(Entries provided begins)

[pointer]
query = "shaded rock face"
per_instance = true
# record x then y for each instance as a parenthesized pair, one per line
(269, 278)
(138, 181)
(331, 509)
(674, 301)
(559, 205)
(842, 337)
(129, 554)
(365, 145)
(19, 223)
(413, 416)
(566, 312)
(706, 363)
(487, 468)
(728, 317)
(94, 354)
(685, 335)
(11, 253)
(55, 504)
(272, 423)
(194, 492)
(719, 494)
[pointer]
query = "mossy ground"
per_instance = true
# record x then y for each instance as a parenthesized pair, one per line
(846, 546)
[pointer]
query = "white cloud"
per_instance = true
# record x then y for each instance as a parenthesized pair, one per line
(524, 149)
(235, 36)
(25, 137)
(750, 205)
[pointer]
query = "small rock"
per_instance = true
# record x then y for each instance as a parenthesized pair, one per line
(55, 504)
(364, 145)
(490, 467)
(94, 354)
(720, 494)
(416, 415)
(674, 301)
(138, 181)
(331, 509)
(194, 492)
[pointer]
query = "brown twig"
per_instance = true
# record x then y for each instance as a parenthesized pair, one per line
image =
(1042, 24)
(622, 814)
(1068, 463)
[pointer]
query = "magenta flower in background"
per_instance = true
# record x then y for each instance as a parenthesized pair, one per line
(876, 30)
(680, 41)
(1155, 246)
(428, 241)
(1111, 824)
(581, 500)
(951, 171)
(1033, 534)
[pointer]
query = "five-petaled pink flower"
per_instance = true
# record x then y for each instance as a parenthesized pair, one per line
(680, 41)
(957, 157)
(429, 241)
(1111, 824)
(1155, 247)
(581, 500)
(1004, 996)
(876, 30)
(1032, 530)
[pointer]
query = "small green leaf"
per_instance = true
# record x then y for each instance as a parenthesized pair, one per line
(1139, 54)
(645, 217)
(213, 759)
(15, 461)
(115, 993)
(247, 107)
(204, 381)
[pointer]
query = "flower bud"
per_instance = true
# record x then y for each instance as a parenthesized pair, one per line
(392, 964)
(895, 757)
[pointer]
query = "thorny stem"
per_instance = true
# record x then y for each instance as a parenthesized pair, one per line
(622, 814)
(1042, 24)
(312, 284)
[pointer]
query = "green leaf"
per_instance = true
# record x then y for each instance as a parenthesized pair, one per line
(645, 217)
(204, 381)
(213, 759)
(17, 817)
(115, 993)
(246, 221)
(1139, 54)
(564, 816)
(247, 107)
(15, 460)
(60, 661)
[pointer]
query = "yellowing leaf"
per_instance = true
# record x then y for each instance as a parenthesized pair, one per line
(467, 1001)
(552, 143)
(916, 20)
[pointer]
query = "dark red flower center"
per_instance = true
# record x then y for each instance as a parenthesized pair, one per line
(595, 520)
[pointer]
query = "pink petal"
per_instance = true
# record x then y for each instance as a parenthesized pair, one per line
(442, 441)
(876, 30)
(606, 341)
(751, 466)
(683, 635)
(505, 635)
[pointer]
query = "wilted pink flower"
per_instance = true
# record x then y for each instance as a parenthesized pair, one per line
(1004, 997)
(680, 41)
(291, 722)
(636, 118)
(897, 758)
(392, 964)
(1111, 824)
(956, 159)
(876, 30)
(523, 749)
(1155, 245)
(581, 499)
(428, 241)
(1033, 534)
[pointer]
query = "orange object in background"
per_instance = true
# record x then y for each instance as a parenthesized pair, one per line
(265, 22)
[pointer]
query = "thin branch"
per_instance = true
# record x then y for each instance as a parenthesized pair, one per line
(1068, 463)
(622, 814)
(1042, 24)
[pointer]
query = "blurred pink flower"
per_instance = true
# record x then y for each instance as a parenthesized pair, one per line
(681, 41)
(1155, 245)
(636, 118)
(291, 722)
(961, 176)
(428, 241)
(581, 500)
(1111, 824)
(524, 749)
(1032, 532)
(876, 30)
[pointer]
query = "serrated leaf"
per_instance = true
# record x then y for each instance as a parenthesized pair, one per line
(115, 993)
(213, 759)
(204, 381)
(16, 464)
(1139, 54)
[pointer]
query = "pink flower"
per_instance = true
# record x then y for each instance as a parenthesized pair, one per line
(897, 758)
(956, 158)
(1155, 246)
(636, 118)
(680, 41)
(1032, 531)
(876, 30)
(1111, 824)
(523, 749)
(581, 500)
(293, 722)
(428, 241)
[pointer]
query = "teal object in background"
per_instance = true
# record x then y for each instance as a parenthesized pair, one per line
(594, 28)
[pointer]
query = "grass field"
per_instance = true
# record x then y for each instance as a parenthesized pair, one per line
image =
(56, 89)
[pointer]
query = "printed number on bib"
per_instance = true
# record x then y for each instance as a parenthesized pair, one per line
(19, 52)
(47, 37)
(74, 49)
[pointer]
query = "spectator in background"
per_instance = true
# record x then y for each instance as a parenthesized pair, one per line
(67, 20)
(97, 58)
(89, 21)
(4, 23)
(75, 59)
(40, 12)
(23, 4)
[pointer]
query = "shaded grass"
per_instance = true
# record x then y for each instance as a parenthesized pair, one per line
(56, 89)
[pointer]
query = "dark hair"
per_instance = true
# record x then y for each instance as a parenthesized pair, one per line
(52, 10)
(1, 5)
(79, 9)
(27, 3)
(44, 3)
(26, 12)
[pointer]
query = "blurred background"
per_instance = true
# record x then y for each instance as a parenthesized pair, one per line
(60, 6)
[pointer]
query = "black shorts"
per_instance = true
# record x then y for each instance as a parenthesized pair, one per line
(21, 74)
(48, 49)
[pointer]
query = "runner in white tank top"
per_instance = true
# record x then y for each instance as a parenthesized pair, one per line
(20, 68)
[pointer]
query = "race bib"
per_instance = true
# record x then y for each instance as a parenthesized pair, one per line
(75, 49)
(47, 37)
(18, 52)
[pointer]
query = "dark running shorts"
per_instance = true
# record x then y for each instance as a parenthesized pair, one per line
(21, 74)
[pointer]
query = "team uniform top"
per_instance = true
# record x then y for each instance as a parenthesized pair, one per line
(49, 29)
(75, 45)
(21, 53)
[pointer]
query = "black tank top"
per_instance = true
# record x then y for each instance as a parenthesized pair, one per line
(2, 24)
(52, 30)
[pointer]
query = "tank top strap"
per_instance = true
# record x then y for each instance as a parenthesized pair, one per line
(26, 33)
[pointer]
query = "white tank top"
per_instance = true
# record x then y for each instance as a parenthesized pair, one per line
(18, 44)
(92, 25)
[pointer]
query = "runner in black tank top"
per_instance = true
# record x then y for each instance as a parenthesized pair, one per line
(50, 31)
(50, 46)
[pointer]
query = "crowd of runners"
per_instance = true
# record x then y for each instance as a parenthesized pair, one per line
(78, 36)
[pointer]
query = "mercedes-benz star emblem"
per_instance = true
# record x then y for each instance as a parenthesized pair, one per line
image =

(Entries provided ends)

• **Exercise goal**: Wherever a line of the data above contains "green", copy that line.

• **Solution to this exercise**:
query = "small green leaf"
query = "green leaf"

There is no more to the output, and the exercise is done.